═══ Information given
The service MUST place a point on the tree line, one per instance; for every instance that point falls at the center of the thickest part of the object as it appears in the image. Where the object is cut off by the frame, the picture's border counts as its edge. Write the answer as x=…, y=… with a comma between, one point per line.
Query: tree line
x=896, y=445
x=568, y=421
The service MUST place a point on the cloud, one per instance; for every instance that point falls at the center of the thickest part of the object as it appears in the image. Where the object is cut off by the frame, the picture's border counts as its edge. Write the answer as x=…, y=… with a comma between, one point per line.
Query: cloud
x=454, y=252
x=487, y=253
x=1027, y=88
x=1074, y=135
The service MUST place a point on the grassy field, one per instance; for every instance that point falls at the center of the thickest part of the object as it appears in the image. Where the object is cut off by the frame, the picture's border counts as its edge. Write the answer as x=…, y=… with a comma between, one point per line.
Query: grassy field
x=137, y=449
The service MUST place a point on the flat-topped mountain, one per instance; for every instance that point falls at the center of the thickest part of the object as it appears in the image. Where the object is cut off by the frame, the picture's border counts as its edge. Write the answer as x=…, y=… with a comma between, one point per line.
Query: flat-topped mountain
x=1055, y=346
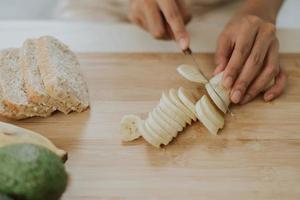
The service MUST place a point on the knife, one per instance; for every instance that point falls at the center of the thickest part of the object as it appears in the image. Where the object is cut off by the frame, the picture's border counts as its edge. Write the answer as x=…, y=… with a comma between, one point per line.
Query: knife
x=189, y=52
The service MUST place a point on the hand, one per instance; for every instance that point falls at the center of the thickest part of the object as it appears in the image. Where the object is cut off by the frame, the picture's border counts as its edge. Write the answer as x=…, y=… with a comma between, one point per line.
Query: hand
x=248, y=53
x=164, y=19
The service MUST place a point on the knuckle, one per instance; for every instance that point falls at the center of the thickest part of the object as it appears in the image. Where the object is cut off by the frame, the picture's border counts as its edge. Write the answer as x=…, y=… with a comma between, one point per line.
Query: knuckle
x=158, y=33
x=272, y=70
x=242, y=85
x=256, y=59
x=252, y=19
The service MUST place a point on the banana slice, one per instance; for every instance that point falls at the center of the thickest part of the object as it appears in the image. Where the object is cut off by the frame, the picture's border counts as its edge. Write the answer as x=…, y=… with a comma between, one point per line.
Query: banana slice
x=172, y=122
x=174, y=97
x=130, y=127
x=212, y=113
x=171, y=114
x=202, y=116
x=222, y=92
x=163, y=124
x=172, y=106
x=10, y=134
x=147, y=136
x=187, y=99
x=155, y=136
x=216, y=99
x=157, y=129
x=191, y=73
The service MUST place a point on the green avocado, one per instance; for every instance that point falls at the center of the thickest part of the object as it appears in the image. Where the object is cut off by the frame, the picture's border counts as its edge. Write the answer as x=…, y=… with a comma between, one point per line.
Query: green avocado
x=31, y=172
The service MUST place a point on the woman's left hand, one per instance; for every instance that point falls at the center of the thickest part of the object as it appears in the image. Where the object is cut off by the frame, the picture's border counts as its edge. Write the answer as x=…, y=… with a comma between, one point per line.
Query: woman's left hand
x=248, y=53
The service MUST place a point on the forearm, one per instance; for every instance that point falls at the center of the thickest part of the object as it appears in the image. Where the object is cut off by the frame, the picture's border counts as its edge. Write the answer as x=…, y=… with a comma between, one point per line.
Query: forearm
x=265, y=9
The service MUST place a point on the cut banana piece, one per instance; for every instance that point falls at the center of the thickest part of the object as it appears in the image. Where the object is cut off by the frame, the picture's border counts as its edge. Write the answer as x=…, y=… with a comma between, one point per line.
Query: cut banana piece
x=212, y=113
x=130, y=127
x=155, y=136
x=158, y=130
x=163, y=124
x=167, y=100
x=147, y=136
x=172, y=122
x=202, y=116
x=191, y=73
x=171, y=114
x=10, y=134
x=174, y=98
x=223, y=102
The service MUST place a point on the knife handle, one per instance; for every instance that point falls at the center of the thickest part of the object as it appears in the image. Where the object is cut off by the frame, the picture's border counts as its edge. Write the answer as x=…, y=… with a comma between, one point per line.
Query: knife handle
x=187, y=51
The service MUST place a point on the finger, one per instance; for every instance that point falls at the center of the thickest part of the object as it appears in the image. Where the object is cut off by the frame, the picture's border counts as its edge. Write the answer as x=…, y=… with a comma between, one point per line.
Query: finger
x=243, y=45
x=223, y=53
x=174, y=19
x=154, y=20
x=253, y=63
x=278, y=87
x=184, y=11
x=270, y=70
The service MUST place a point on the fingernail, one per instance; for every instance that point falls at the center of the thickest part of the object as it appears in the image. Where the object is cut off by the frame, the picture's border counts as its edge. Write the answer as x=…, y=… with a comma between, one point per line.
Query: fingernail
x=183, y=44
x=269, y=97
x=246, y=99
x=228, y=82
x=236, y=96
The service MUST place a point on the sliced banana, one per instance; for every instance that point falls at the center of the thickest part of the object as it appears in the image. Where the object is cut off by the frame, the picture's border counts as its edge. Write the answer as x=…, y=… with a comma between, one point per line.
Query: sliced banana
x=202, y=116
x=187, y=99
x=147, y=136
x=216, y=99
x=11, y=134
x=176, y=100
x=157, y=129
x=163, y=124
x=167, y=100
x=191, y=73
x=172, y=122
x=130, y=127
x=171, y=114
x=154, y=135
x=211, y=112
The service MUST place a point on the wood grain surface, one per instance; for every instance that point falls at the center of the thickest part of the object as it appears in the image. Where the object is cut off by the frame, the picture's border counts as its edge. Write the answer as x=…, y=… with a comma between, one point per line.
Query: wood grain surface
══════
═══ Information given
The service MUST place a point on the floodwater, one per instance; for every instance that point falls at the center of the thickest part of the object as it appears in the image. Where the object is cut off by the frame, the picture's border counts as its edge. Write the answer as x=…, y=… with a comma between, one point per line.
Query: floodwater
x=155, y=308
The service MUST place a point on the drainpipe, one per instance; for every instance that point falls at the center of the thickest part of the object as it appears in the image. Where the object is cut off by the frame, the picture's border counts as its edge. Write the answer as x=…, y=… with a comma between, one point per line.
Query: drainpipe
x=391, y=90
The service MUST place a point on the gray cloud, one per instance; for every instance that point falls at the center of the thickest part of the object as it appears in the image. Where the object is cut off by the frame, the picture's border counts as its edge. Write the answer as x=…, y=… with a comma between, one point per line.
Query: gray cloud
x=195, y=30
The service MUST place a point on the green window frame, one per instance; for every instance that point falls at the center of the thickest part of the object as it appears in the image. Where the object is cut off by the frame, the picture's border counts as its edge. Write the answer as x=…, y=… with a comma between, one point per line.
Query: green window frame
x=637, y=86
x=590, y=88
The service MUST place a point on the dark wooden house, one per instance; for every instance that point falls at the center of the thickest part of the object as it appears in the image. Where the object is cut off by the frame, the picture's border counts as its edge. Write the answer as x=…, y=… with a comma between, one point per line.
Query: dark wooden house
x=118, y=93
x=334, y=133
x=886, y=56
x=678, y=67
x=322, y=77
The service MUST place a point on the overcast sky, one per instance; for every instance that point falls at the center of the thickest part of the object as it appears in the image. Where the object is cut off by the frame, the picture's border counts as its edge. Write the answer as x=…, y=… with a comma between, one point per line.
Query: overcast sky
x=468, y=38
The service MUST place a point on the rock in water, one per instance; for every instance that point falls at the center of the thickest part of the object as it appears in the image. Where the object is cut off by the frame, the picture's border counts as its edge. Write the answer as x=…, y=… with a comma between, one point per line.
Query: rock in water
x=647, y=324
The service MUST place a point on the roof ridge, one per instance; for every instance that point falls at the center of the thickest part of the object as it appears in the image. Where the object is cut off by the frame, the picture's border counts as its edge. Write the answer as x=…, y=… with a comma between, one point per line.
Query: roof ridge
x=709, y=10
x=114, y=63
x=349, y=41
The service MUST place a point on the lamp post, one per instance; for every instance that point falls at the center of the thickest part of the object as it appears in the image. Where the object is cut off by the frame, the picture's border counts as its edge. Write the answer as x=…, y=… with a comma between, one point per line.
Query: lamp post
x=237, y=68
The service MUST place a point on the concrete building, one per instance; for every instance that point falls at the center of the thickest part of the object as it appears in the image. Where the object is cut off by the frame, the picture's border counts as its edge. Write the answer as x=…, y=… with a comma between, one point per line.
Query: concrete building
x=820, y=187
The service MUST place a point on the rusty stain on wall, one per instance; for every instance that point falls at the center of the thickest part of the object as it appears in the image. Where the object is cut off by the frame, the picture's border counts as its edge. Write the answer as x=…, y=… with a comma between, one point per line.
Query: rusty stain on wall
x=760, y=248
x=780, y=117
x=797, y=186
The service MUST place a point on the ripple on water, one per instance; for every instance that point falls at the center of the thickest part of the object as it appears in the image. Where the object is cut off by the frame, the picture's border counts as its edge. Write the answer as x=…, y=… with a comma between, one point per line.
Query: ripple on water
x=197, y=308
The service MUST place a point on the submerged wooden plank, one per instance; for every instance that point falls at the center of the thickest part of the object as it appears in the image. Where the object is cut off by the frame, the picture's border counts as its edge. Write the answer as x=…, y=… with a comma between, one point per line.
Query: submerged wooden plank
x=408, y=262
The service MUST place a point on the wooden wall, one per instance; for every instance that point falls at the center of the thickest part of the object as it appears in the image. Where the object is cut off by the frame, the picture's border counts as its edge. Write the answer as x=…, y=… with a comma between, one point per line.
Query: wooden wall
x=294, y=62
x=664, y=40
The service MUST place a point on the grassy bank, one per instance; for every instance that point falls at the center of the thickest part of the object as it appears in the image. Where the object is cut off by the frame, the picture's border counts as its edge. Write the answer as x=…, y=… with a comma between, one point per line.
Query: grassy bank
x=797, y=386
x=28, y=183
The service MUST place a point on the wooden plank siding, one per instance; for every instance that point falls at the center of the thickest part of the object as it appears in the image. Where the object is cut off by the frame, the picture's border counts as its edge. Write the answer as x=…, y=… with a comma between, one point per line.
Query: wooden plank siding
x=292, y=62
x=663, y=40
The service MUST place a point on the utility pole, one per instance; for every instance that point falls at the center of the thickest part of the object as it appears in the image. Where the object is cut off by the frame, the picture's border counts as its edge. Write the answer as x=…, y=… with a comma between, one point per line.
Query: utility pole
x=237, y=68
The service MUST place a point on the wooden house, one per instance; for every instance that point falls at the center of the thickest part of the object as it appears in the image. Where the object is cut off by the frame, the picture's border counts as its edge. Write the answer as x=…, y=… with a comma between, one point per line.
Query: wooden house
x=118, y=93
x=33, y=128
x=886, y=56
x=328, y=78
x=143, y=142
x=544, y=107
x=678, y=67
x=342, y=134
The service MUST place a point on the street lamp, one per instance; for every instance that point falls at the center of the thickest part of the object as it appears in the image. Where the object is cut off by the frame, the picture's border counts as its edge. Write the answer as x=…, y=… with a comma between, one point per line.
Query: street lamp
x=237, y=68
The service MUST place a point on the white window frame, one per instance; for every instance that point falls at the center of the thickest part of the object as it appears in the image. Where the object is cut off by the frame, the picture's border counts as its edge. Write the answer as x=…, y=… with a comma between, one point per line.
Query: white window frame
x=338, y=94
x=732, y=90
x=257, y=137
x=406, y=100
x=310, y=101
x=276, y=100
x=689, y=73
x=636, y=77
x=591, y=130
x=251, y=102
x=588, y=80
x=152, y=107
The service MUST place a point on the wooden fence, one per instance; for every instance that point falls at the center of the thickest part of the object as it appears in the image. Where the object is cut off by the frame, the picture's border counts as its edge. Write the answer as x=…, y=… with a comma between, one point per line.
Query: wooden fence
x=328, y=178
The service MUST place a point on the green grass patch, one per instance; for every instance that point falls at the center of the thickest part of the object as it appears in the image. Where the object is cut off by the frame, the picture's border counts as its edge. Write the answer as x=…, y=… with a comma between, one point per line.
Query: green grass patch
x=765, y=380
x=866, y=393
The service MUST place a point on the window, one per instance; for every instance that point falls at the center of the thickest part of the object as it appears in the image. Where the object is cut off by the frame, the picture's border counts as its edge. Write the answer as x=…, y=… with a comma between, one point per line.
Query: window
══════
**Task details:** In the material above, begin at the line that has "The service MUST place a point on the tree" and stop after the line that has "x=1074, y=135". Give those lines again with "thickest" swapped for "widest" and everything else unchanged.

**Completed task:**
The service MUST place a point on the tree line, one per instance; for every instance that point falls at the center of the widest part of the object as it appears in the image. Where the object is cut off by the frame, the picture's border counts as its edge. Write the answer as x=…, y=… with a comma between, one point per line.
Query: tree line
x=896, y=445
x=568, y=421
The service MUST place a point on the cloud, one per instance; for every instance that point falls at the center of the widest part of the object as it appears in the image. Where the object is cut off by the frame, the picture's border counts as its edge. Write the answer as x=…, y=… with a comma between, one point per line.
Query: cloud
x=454, y=252
x=487, y=253
x=1027, y=88
x=1074, y=135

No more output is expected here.